Top of Source material
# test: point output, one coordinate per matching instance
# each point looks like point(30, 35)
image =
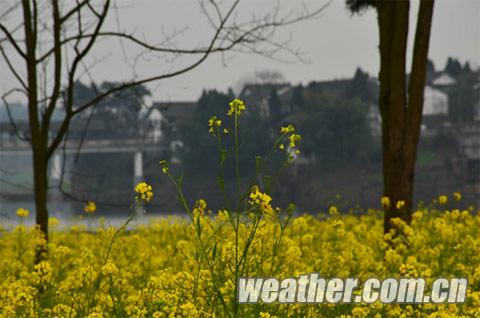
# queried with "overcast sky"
point(334, 44)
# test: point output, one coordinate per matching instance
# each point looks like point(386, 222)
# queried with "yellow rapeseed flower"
point(23, 213)
point(90, 207)
point(237, 107)
point(262, 201)
point(457, 196)
point(144, 191)
point(293, 140)
point(287, 129)
point(442, 199)
point(213, 123)
point(385, 201)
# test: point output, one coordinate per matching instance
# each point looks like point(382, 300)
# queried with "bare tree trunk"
point(401, 115)
point(40, 177)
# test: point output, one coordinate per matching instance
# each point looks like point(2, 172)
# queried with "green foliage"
point(336, 129)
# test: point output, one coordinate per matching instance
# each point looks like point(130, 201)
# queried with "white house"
point(435, 102)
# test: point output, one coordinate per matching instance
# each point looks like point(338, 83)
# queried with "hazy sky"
point(335, 44)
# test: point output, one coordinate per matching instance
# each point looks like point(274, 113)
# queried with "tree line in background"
point(334, 118)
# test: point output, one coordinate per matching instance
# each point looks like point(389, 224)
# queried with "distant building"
point(443, 80)
point(435, 102)
point(259, 98)
point(172, 117)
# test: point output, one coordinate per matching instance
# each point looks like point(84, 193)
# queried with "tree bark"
point(401, 114)
point(40, 179)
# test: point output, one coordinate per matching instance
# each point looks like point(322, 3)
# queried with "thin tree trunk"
point(401, 116)
point(40, 177)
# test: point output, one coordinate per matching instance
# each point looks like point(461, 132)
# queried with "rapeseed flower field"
point(190, 267)
point(155, 270)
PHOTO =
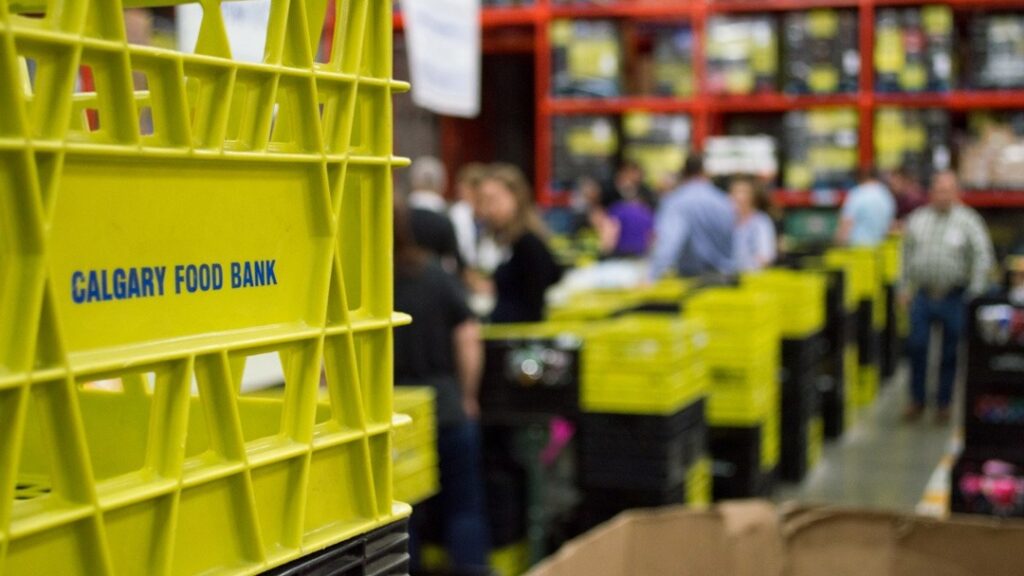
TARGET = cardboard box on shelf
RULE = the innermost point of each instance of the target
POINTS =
(754, 538)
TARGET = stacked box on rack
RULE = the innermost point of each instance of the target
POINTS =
(820, 51)
(988, 478)
(918, 140)
(657, 142)
(803, 297)
(862, 265)
(587, 58)
(820, 148)
(583, 146)
(743, 359)
(913, 49)
(673, 63)
(416, 471)
(742, 54)
(281, 172)
(996, 51)
(531, 369)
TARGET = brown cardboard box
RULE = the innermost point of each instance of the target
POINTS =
(755, 538)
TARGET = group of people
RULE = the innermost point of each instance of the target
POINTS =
(689, 231)
(493, 242)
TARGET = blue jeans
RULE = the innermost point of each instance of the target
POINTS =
(949, 312)
(461, 503)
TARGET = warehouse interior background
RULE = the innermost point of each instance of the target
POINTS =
(666, 264)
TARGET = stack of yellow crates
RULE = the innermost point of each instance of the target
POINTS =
(643, 364)
(802, 302)
(743, 361)
(415, 450)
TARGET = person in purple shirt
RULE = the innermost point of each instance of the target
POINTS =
(693, 231)
(626, 228)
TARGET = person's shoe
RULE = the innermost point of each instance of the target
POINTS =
(912, 413)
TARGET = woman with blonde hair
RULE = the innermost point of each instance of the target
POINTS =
(528, 269)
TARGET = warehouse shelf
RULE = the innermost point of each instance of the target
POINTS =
(958, 99)
(777, 101)
(639, 9)
(495, 17)
(976, 199)
(707, 110)
(619, 106)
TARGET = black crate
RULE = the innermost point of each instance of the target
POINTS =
(736, 462)
(802, 355)
(381, 552)
(530, 377)
(621, 451)
(994, 416)
(995, 348)
(868, 338)
(892, 344)
(989, 483)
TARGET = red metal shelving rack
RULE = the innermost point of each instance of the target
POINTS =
(706, 110)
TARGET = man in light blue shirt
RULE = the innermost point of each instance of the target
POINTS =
(693, 234)
(867, 214)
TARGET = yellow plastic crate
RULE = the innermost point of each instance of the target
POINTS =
(801, 295)
(864, 270)
(699, 484)
(252, 215)
(643, 364)
(415, 453)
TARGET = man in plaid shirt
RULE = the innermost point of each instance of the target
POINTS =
(947, 258)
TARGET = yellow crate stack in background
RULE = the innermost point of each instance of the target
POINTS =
(743, 361)
(801, 297)
(253, 218)
(416, 471)
(643, 364)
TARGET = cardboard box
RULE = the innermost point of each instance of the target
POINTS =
(754, 538)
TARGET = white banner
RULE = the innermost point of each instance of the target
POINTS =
(443, 41)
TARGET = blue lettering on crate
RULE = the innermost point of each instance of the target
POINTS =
(254, 274)
(103, 285)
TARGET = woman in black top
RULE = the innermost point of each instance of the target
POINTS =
(442, 348)
(523, 278)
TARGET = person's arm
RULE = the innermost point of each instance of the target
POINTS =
(766, 243)
(982, 256)
(845, 221)
(468, 343)
(607, 228)
(907, 287)
(671, 234)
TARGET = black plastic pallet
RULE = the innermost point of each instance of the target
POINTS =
(381, 552)
(736, 462)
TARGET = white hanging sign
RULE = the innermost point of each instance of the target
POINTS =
(443, 42)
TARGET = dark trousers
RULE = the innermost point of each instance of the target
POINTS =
(949, 312)
(461, 503)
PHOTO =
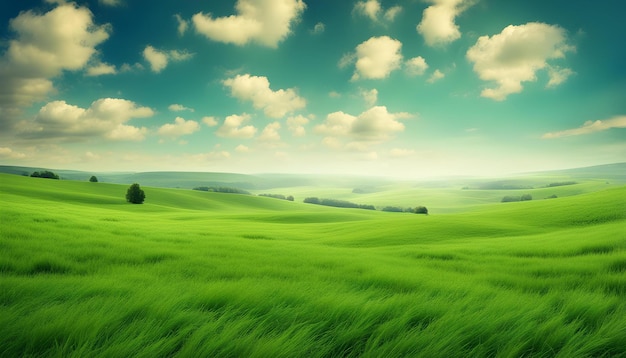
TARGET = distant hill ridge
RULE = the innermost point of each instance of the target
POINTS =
(188, 180)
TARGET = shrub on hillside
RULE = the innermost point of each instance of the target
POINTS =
(45, 174)
(135, 194)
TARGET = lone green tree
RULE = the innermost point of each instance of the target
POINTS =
(135, 194)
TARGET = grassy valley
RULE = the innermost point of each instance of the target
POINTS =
(191, 273)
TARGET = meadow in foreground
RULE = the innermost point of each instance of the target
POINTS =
(83, 273)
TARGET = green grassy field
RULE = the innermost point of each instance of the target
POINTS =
(189, 273)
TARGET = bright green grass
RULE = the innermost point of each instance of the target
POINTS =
(84, 274)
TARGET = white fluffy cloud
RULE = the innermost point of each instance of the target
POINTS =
(375, 58)
(209, 121)
(437, 25)
(63, 39)
(296, 125)
(373, 10)
(373, 125)
(436, 76)
(416, 66)
(516, 54)
(558, 75)
(111, 2)
(105, 118)
(275, 104)
(590, 127)
(370, 97)
(100, 69)
(159, 59)
(182, 24)
(233, 127)
(179, 128)
(319, 28)
(179, 108)
(266, 22)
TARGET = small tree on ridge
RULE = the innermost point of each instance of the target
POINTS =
(135, 194)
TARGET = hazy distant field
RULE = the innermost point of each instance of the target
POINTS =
(189, 273)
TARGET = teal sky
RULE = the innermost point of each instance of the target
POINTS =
(403, 88)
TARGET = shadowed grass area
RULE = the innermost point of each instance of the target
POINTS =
(82, 273)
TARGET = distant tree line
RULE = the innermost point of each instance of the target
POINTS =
(346, 204)
(278, 196)
(563, 183)
(503, 186)
(222, 189)
(338, 203)
(364, 190)
(509, 198)
(397, 209)
(45, 174)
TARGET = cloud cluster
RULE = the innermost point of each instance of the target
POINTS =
(437, 25)
(590, 127)
(516, 54)
(375, 58)
(266, 22)
(100, 69)
(372, 126)
(105, 118)
(159, 59)
(373, 10)
(44, 47)
(179, 128)
(182, 24)
(179, 108)
(275, 104)
(233, 127)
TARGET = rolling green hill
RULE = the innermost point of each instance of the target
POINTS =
(190, 273)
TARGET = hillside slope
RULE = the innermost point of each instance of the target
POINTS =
(187, 273)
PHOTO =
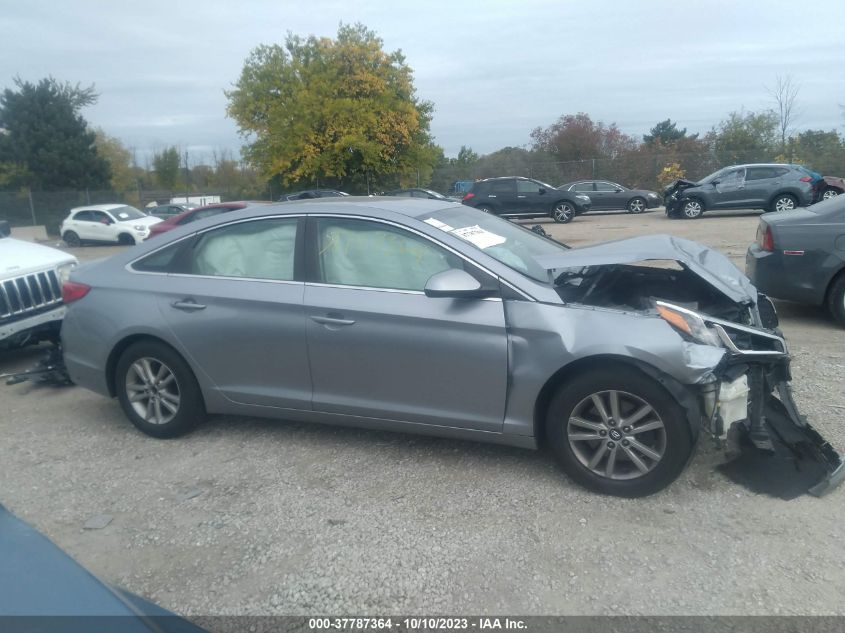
Bottom of Source material
» **Requirement**
Using the data above, show each line where "woman" occurs.

» **Solution for this task**
TARGET = woman with blonde hair
TARGET = woman in black top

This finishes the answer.